**Exercise objective:**
Copy the listing below word for word, starting at its first line and ending at the line that contains "<point>786,280</point>", with both of those lines included.

[Start]

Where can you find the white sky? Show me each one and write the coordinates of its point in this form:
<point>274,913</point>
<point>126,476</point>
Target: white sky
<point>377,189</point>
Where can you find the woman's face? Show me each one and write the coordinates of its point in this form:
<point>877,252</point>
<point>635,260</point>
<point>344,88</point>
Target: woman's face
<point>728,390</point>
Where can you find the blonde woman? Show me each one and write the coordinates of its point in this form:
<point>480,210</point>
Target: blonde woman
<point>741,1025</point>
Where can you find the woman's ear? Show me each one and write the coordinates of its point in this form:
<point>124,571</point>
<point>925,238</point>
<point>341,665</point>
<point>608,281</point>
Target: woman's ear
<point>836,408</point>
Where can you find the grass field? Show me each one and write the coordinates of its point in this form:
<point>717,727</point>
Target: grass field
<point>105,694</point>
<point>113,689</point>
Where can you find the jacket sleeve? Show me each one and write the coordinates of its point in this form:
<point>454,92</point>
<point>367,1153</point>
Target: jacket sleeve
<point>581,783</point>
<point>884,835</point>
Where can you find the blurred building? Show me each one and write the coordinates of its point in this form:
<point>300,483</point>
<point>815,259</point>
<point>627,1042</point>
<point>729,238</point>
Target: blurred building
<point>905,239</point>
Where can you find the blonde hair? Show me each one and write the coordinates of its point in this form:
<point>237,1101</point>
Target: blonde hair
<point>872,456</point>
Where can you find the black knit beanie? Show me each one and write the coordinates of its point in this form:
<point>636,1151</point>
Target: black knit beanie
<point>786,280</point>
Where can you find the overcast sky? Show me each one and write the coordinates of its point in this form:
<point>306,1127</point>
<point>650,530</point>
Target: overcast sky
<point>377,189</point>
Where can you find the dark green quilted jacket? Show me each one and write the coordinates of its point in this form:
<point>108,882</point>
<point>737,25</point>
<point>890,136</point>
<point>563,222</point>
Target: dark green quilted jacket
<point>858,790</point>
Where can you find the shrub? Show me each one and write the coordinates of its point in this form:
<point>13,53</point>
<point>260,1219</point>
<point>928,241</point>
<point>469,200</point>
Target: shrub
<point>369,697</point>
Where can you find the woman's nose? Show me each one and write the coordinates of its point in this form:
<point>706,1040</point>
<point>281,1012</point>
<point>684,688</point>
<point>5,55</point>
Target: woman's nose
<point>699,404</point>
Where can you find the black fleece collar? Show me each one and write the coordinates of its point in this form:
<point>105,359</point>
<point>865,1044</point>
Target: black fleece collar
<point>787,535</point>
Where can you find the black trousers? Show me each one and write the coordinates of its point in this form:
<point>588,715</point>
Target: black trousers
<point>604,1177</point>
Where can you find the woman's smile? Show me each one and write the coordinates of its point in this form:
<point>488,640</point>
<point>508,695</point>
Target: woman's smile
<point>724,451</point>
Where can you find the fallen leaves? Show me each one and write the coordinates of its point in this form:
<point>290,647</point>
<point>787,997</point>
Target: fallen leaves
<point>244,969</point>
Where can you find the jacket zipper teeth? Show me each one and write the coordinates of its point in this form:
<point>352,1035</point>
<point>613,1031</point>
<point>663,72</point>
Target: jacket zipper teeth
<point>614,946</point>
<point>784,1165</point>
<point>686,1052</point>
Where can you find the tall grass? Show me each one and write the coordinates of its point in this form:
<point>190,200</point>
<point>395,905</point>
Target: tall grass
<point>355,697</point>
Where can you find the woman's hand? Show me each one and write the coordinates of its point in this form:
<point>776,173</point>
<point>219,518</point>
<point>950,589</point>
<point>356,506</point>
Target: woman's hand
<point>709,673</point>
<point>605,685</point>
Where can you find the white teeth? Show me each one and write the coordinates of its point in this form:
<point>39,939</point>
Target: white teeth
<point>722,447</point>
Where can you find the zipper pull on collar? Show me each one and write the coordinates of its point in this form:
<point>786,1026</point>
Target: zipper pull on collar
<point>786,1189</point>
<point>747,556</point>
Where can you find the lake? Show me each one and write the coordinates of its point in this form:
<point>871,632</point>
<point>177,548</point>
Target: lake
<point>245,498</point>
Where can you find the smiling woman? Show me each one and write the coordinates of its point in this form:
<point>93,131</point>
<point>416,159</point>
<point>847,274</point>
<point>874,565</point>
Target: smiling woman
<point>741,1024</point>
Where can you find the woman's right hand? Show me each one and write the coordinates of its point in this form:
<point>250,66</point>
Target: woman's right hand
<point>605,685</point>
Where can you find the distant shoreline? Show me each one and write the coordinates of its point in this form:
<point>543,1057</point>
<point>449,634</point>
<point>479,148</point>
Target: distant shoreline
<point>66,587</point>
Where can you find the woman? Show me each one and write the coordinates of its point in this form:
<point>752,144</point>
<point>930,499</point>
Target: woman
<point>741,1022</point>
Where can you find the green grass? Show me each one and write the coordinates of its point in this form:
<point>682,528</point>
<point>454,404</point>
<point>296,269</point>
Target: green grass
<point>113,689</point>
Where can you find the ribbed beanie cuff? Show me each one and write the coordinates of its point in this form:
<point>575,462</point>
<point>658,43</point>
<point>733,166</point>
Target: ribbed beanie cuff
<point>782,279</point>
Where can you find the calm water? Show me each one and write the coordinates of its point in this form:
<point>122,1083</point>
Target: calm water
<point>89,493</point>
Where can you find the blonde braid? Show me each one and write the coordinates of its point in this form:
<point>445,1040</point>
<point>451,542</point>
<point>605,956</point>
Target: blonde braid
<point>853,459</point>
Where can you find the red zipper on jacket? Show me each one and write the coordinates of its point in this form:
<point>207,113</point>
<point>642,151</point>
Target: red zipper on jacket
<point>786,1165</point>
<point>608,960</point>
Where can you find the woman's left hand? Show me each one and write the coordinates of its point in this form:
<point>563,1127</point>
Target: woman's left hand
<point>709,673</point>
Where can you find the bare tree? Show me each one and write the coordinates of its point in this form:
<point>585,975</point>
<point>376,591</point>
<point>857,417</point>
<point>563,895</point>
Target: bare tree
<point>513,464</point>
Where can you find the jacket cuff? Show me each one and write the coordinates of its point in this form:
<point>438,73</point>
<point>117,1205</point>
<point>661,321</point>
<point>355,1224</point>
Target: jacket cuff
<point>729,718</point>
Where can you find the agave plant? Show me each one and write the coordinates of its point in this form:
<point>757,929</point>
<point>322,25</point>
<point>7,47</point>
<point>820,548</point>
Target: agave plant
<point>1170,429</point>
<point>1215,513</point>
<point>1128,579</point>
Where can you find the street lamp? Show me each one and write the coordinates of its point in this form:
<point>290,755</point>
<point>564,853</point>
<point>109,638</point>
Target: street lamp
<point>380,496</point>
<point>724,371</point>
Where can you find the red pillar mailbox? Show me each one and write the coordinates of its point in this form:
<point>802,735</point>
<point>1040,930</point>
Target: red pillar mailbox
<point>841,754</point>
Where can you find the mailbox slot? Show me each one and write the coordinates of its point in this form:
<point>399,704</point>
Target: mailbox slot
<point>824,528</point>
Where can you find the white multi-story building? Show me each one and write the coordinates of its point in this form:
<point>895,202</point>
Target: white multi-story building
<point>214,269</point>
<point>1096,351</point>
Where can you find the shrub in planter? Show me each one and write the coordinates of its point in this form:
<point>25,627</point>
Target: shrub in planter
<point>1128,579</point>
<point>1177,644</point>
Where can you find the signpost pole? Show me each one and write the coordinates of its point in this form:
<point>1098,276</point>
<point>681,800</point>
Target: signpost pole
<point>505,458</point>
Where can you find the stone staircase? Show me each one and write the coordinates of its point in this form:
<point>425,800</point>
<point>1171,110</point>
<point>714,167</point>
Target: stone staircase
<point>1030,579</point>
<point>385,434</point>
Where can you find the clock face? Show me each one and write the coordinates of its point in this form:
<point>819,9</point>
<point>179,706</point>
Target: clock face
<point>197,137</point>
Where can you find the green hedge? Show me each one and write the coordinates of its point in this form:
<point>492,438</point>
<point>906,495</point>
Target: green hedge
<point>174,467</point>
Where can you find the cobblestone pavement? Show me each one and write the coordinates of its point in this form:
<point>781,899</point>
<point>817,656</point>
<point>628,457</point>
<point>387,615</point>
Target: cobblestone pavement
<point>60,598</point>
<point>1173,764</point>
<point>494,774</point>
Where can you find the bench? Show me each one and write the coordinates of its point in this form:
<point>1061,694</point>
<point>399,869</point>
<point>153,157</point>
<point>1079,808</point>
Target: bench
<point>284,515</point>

[End]

**The reply:**
Where can you find the white sky? Show me each one and write the coordinates of its point in this form:
<point>274,913</point>
<point>126,476</point>
Target: white sky
<point>377,189</point>
Where can you find the woman's face? Show me each one and write the coordinates of its point in this form:
<point>877,252</point>
<point>635,260</point>
<point>344,88</point>
Target: woman's face
<point>728,390</point>
Where can you find the blonde woman? Show me each one and write the coordinates of its point in this form:
<point>480,210</point>
Target: blonde woman
<point>741,1025</point>
Where can you find the woman's ear? Show me each one and write the coordinates of its point in this form:
<point>124,571</point>
<point>925,238</point>
<point>341,665</point>
<point>608,281</point>
Target: woman's ear
<point>836,408</point>
Where can you find the grass field? Show me each one and write the coordinates of its point in this form:
<point>717,727</point>
Target: grass field
<point>105,694</point>
<point>113,689</point>
Where can you find the jacket sleeve? Show me each one and write the coordinates of its point in this form:
<point>454,92</point>
<point>367,1153</point>
Target: jacket sleeve
<point>581,783</point>
<point>884,835</point>
Where can you find the blurred building? Show me each one and write the coordinates of its point in this form:
<point>300,483</point>
<point>815,259</point>
<point>627,1042</point>
<point>729,238</point>
Target: blurred building
<point>905,239</point>
Where can you find the blonde hair? Show me each one and write the coordinates of its point in this form:
<point>237,1101</point>
Target: blonde hair
<point>872,456</point>
Where can you find the black knit beanie? Show me each one and write the coordinates of its point in this form:
<point>636,1151</point>
Target: black knit beanie
<point>786,280</point>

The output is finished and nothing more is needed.